:: DATA FOR REVIEW
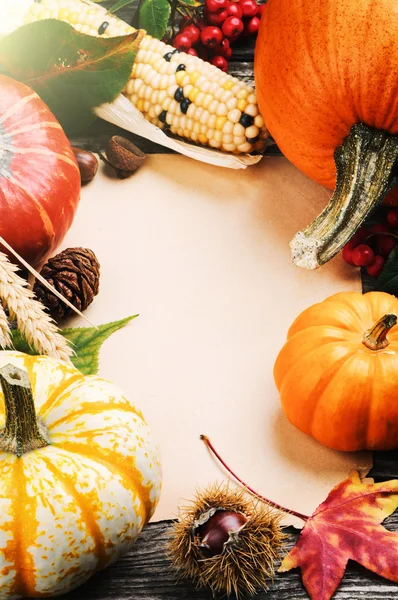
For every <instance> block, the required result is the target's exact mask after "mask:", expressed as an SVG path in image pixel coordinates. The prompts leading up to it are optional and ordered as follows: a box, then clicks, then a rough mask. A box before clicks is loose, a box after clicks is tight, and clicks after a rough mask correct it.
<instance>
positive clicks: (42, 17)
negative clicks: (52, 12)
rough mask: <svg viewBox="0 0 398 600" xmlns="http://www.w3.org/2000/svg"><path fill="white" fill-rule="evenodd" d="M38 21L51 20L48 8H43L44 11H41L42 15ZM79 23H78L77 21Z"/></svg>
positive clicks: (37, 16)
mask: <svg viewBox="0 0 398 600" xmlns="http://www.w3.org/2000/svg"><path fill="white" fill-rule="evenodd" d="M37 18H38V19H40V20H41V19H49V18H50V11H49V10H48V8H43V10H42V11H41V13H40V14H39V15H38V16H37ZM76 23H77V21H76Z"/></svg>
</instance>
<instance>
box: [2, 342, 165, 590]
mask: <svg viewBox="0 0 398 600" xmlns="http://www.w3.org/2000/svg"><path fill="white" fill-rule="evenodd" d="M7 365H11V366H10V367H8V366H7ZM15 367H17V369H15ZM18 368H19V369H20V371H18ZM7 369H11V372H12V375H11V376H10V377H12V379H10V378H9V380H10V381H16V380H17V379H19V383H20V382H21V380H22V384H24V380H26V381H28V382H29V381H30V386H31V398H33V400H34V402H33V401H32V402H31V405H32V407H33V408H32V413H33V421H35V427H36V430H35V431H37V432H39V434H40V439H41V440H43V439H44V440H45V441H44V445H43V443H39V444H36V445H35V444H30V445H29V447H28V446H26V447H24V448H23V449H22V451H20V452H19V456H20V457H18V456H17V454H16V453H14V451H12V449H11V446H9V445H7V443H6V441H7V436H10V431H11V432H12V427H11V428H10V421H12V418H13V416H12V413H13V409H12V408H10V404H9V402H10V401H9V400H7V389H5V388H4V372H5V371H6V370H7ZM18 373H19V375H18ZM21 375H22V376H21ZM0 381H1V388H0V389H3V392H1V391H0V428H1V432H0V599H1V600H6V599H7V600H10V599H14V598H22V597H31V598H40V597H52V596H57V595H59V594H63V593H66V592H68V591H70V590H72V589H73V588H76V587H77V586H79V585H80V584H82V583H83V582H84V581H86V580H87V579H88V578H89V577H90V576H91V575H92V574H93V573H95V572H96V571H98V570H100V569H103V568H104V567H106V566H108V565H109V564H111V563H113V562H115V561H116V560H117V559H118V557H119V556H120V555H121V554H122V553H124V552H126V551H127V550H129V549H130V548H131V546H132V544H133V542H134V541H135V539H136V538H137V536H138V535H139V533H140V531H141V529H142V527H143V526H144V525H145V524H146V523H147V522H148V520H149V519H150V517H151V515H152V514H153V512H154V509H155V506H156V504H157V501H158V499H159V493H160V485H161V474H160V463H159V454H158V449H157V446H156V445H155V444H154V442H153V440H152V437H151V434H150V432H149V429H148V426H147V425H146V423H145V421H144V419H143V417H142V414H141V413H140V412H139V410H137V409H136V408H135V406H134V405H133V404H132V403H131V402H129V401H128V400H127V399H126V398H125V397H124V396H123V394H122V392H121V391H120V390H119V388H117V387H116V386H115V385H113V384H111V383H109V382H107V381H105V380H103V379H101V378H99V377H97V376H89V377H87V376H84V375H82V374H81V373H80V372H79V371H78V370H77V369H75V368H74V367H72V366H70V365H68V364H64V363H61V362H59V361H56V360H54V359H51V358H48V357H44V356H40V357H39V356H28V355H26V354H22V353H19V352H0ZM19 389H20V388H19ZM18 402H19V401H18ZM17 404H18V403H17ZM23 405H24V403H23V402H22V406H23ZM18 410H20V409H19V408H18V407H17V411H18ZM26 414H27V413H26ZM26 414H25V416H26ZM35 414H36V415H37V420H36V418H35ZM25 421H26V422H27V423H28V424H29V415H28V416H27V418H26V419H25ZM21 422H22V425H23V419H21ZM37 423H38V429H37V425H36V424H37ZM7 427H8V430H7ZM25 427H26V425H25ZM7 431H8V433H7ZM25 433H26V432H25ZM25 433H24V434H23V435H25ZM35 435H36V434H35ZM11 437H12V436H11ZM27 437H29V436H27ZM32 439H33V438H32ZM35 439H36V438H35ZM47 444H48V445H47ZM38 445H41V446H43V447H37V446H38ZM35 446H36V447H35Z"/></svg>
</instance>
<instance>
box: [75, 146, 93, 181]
::::
== WORK REQUIRED ==
Copy out all the data exactly, skipping the pictures.

== REPLY ==
For every <instance> block, the required result is the target's exact mask after "mask:", expressed as an SVG path in image pixel coordinates. The prompts leading up to it are optional and ordered as follows: a box, then clicks, then a rough mask. A box before clicks is loose, a box after clicks is tight, and clicks after a rough mask correct it.
<instance>
positive clicks: (42, 17)
negative clicks: (52, 12)
rough mask: <svg viewBox="0 0 398 600" xmlns="http://www.w3.org/2000/svg"><path fill="white" fill-rule="evenodd" d="M38 21L51 20L48 8H43L44 11H41L42 15ZM79 23H78L77 21Z"/></svg>
positive clicks: (37, 16)
mask: <svg viewBox="0 0 398 600" xmlns="http://www.w3.org/2000/svg"><path fill="white" fill-rule="evenodd" d="M37 18H38V19H40V20H41V19H49V18H50V11H49V10H48V8H43V10H42V11H41V13H40V14H39V15H38V16H37ZM76 23H77V21H76Z"/></svg>
</instance>
<instance>
box: [2, 342, 165, 590]
mask: <svg viewBox="0 0 398 600" xmlns="http://www.w3.org/2000/svg"><path fill="white" fill-rule="evenodd" d="M7 365H11V366H10V367H8V366H7ZM15 367H17V369H15ZM18 368H19V369H20V371H18ZM7 369H11V372H12V375H11V376H10V377H12V379H10V378H9V380H10V381H16V380H17V379H19V383H20V382H21V380H22V384H24V380H26V381H28V382H29V381H30V386H31V398H33V400H34V402H33V401H32V402H31V405H32V407H33V408H32V413H33V421H35V427H36V430H35V431H37V432H39V434H40V439H41V440H43V439H44V440H45V441H44V445H43V443H39V444H36V445H35V444H30V445H29V447H28V446H26V447H24V448H23V449H22V451H20V452H19V456H20V457H18V456H17V454H16V453H14V451H12V449H11V446H9V445H7V443H6V441H7V436H10V431H11V432H12V427H11V428H10V421H12V418H13V416H12V413H13V409H12V408H10V404H9V402H10V401H9V400H7V389H5V388H4V372H5V371H6V370H7ZM18 373H19V375H18ZM21 375H22V376H21ZM0 381H1V388H0V389H3V392H1V391H0V428H1V432H0V599H1V600H6V599H7V600H10V599H14V598H22V597H31V598H40V597H52V596H57V595H59V594H63V593H66V592H68V591H70V590H72V589H73V588H76V587H77V586H79V585H80V584H82V583H83V582H84V581H86V580H87V579H88V578H89V577H90V576H91V575H92V574H93V573H95V572H96V571H98V570H100V569H103V568H104V567H106V566H108V565H109V564H111V563H113V562H115V561H116V560H117V559H118V557H119V556H120V555H121V554H122V553H124V552H126V551H127V550H129V549H130V548H131V546H132V544H133V542H134V541H135V539H136V538H137V536H138V535H139V533H140V531H141V529H142V527H143V526H144V525H145V524H146V523H147V522H148V520H149V519H150V517H151V515H152V514H153V512H154V509H155V506H156V504H157V501H158V499H159V493H160V485H161V474H160V463H159V454H158V449H157V446H156V445H155V444H154V442H153V440H152V437H151V434H150V432H149V429H148V426H147V425H146V423H145V421H144V419H143V417H142V414H141V413H140V412H139V410H137V409H136V408H135V406H134V405H133V404H132V403H131V402H129V401H128V400H127V399H126V398H125V397H124V396H123V394H122V392H121V391H120V390H119V388H117V387H116V386H115V385H113V384H111V383H109V382H107V381H105V380H103V379H101V378H99V377H97V376H89V377H87V376H84V375H82V374H81V373H80V372H79V371H78V370H77V369H75V368H74V367H72V366H70V365H68V364H64V363H61V362H59V361H56V360H54V359H51V358H48V357H44V356H40V357H39V356H28V355H26V354H22V353H19V352H0ZM19 389H20V388H19ZM18 402H19V401H18ZM17 404H18V403H17ZM23 405H24V403H23V402H22V406H23ZM18 410H20V409H19V408H18V407H17V411H18ZM26 414H27V413H26ZM26 414H25V416H26ZM35 414H36V415H37V420H36V418H35ZM25 421H26V422H27V423H28V424H29V415H28V416H27V418H26V419H25ZM21 422H22V425H23V419H21ZM37 423H38V429H37V425H36V424H37ZM7 427H8V430H7ZM25 427H26V425H25ZM7 431H8V433H7ZM25 433H26V432H25ZM25 433H24V434H23V435H25ZM35 435H36V434H35ZM11 437H12V436H11ZM27 437H29V436H27ZM32 439H33V438H32ZM35 439H36V438H35ZM47 444H48V445H47ZM38 445H41V446H43V447H37V446H38ZM35 446H36V447H35Z"/></svg>
</instance>
<instance>
box: [75, 146, 93, 181]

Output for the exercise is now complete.